• **Goal**: From the entries below, pull out all lines that contain the string "every". Matching is case-sensitive.

• **Record extracts**:
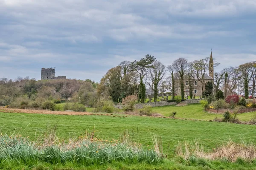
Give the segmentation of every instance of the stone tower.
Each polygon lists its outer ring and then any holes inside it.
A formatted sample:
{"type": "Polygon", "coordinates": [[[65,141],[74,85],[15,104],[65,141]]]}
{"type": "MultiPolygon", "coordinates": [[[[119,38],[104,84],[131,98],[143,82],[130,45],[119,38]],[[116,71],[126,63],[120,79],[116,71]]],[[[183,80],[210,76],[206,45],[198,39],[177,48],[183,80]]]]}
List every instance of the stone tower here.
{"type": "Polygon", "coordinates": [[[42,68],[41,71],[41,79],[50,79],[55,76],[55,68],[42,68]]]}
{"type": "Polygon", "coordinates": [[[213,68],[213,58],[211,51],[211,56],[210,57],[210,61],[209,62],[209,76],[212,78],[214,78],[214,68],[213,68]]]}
* * *
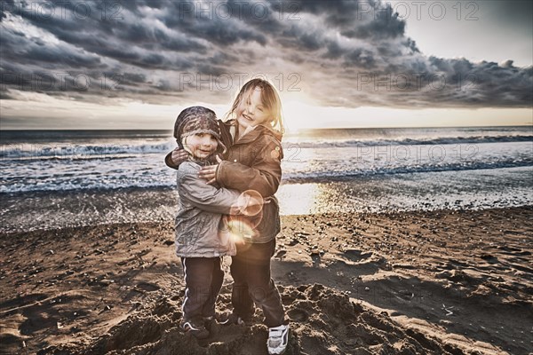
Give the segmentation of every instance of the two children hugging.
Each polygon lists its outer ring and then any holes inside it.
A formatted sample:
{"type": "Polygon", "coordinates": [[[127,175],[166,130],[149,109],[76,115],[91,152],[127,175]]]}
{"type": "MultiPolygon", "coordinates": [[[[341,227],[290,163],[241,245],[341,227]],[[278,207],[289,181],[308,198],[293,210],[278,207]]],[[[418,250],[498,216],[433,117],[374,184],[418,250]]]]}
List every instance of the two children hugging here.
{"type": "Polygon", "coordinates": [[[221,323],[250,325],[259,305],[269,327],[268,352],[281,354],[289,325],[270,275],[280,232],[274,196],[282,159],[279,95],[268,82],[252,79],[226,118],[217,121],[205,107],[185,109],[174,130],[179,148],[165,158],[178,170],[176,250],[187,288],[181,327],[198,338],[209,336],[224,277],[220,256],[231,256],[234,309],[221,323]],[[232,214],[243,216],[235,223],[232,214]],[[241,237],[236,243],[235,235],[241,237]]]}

• **Solution**:
Give the segmentation of every instance of the stone tower.
List every instance of the stone tower here.
Give the segmentation of every instance of the two children hugging.
List every instance of the two children hugging here.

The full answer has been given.